◆ **STUDY TEXT**

____

First published in Journal Diabetes care on 2017 Jan
Diabetes Care. 2017 Jan;40(1):63-68. doi: 10.2337/dc16-1525. Epub 2016 Nov 4
Authors: Kropff J, Choudhary P, Neupane S, Barnard K, Bain SC, Kapitza C, Forst T, Link M, Dehennis A, DeVries JH
It is known that continuous glucose monitoring (CGM) systems can lower mean glucose compared with episodic self-monitoring of blood glucose. Implantable CGM systems may provide additional benefits.
Research design and methods:
We studied the Eversense (Senseonics Inc.) implantable CGM sensor in 71 participants aged 18 years and older with type 1 and type 2 diabetes in a 180-day multinational, multicenter pivotal trial. Participants used the CGM system at home and in the clinic. CGM accuracy was assessed during eight in-clinic visits with the mean absolute relative difference (MARD) for venous reference glucose values >4.2 mmol/L as the primary end point. Secondary end points included Clarke Error Grid Analysis and alarm performance. The primary safety outcome was device-related serious adverse events. This trial is registered with ClinicalTrials.gov, number NCT02154126.

____

◆ **INPUT DATA**
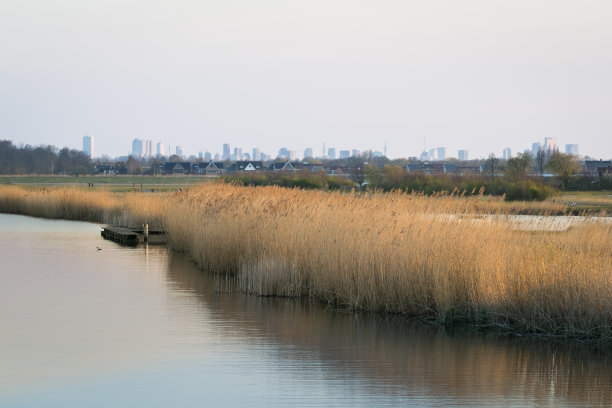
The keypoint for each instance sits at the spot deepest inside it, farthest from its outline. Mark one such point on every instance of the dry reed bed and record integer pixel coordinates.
(73, 203)
(385, 252)
(394, 253)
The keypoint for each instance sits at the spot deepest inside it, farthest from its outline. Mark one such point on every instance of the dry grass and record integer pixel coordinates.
(73, 203)
(397, 253)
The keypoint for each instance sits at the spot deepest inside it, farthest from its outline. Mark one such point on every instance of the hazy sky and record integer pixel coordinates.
(473, 74)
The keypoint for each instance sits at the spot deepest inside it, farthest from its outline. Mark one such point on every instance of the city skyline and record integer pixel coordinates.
(353, 75)
(143, 148)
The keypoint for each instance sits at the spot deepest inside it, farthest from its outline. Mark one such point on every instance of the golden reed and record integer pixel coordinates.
(438, 257)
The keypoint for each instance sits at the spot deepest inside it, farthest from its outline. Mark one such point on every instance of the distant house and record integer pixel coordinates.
(592, 166)
(283, 166)
(426, 168)
(176, 168)
(604, 171)
(108, 169)
(212, 168)
(335, 170)
(468, 169)
(245, 165)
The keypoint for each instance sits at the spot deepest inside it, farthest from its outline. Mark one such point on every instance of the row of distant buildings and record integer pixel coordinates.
(218, 168)
(548, 148)
(145, 149)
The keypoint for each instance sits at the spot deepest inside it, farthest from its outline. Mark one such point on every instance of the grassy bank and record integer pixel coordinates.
(408, 254)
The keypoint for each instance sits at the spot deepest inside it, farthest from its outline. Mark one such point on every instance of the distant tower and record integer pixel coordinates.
(550, 146)
(137, 147)
(571, 149)
(88, 146)
(161, 149)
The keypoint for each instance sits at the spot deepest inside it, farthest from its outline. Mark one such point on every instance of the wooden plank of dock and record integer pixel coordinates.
(121, 235)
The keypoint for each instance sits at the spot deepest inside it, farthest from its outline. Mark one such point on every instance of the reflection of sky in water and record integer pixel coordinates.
(21, 223)
(126, 327)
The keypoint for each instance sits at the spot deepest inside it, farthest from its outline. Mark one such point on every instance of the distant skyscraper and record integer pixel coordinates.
(137, 147)
(148, 149)
(161, 149)
(550, 145)
(88, 146)
(433, 154)
(571, 149)
(284, 153)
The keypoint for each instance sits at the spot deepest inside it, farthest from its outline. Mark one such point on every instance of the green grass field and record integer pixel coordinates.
(110, 183)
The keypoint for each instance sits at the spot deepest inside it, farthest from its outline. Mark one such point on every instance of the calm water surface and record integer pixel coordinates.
(127, 327)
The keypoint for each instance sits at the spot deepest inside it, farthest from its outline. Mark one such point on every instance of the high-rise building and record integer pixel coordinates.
(550, 145)
(284, 153)
(441, 153)
(433, 154)
(137, 148)
(571, 149)
(148, 149)
(88, 146)
(161, 149)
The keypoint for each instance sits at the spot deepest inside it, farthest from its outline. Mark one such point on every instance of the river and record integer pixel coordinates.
(128, 327)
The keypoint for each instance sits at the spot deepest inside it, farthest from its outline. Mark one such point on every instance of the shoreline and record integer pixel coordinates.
(294, 243)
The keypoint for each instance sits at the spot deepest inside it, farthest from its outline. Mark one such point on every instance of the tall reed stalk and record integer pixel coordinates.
(440, 257)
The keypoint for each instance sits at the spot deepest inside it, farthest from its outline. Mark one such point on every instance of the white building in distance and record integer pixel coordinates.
(571, 149)
(88, 146)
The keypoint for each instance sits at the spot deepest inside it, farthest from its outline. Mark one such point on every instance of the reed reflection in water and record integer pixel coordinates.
(391, 352)
(127, 327)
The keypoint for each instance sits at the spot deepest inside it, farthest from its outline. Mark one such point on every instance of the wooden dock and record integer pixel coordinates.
(132, 236)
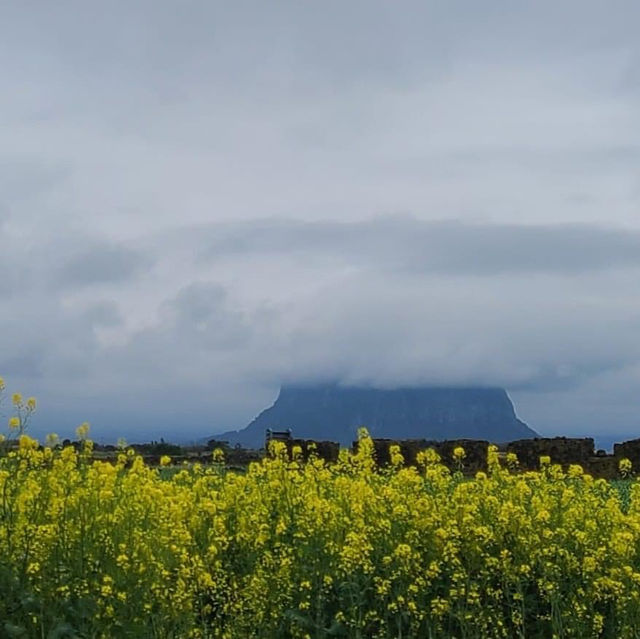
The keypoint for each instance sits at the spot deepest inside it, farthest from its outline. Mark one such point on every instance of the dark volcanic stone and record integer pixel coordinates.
(332, 412)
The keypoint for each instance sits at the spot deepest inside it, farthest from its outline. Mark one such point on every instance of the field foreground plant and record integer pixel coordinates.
(292, 549)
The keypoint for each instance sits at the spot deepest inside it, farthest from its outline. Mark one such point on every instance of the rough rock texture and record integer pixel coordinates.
(332, 412)
(561, 450)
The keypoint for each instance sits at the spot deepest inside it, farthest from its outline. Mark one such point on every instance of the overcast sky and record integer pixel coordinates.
(200, 200)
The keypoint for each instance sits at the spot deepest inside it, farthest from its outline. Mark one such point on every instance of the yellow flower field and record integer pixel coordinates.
(292, 549)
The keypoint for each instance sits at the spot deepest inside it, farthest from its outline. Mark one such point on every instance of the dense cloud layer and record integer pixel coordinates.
(199, 202)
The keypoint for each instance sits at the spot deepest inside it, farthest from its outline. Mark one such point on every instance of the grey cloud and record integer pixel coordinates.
(101, 264)
(417, 246)
(138, 136)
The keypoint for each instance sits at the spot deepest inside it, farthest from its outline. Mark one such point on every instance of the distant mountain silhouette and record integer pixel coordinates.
(332, 412)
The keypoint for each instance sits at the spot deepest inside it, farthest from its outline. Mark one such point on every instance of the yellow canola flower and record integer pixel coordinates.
(82, 431)
(294, 548)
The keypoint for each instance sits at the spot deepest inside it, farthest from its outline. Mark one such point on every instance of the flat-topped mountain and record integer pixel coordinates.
(332, 412)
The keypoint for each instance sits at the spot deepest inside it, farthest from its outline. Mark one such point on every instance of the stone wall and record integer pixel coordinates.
(561, 450)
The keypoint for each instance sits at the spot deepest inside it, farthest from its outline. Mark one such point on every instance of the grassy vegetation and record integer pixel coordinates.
(291, 549)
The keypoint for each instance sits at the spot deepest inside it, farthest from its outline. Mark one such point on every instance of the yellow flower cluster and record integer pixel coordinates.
(308, 550)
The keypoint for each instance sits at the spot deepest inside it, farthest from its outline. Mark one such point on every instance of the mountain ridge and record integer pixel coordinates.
(333, 412)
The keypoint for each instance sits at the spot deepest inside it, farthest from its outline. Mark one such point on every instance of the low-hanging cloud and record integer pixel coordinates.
(198, 205)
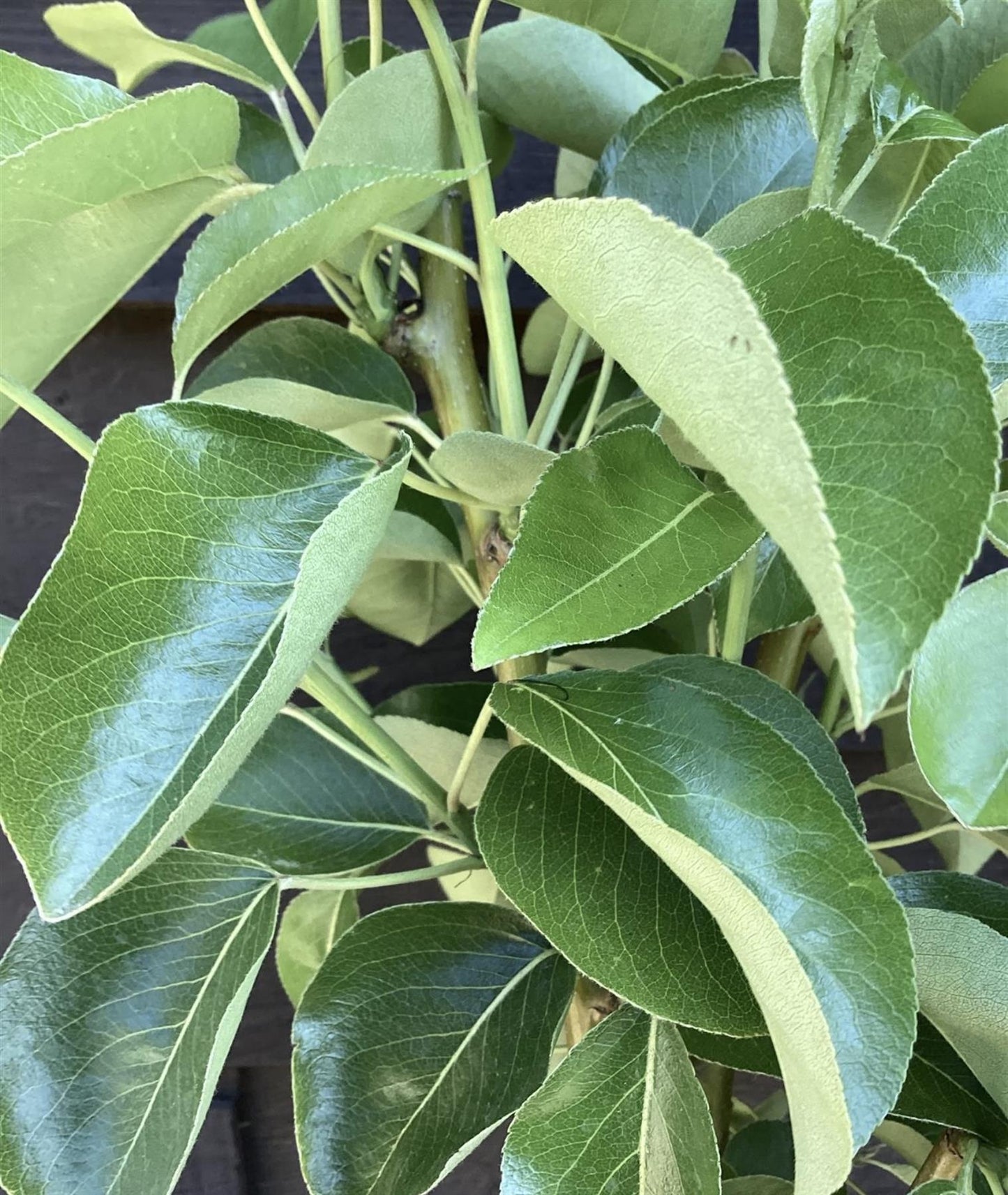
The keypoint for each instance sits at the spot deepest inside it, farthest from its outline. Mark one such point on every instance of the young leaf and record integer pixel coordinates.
(310, 370)
(755, 139)
(264, 241)
(622, 1115)
(211, 553)
(559, 83)
(615, 534)
(310, 928)
(605, 900)
(112, 33)
(300, 806)
(963, 980)
(957, 712)
(426, 1027)
(958, 234)
(491, 467)
(103, 194)
(759, 838)
(117, 1024)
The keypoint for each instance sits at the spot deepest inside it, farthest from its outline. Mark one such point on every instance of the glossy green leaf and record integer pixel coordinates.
(963, 980)
(754, 135)
(110, 33)
(779, 599)
(958, 233)
(262, 243)
(949, 59)
(615, 534)
(303, 807)
(986, 102)
(103, 194)
(759, 839)
(310, 370)
(424, 1028)
(768, 702)
(559, 83)
(897, 578)
(117, 1024)
(622, 1115)
(759, 216)
(211, 553)
(308, 930)
(491, 467)
(605, 900)
(958, 715)
(681, 36)
(263, 151)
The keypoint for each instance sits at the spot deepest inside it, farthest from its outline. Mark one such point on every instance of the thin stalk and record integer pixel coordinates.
(430, 246)
(741, 589)
(318, 684)
(387, 880)
(597, 399)
(919, 836)
(282, 109)
(28, 400)
(468, 756)
(281, 63)
(331, 45)
(832, 134)
(375, 35)
(497, 305)
(444, 491)
(832, 698)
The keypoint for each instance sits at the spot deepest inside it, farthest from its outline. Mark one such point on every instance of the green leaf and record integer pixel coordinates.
(958, 715)
(103, 195)
(476, 998)
(211, 553)
(491, 467)
(310, 928)
(827, 506)
(559, 83)
(779, 599)
(755, 139)
(759, 216)
(963, 982)
(117, 1024)
(622, 1115)
(303, 807)
(875, 449)
(949, 59)
(681, 36)
(615, 534)
(605, 899)
(262, 243)
(310, 370)
(957, 233)
(986, 102)
(110, 33)
(264, 153)
(760, 841)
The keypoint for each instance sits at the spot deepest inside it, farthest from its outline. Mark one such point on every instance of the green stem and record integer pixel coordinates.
(387, 880)
(319, 684)
(832, 698)
(597, 399)
(832, 134)
(741, 589)
(497, 306)
(281, 63)
(331, 45)
(28, 400)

____

Answer these questions about the Eversense study text above, the one before the records.
(a) In which journal was the study published?
(b) According to the text, what can continuous glucose monitoring systems lower compared with episodic self-monitoring of blood glucose?
(c) How many participants took part in the trial?

◆ **WRITTEN ANSWER**
(a) Diabetes Care
(b) Mean glucose
(c) 71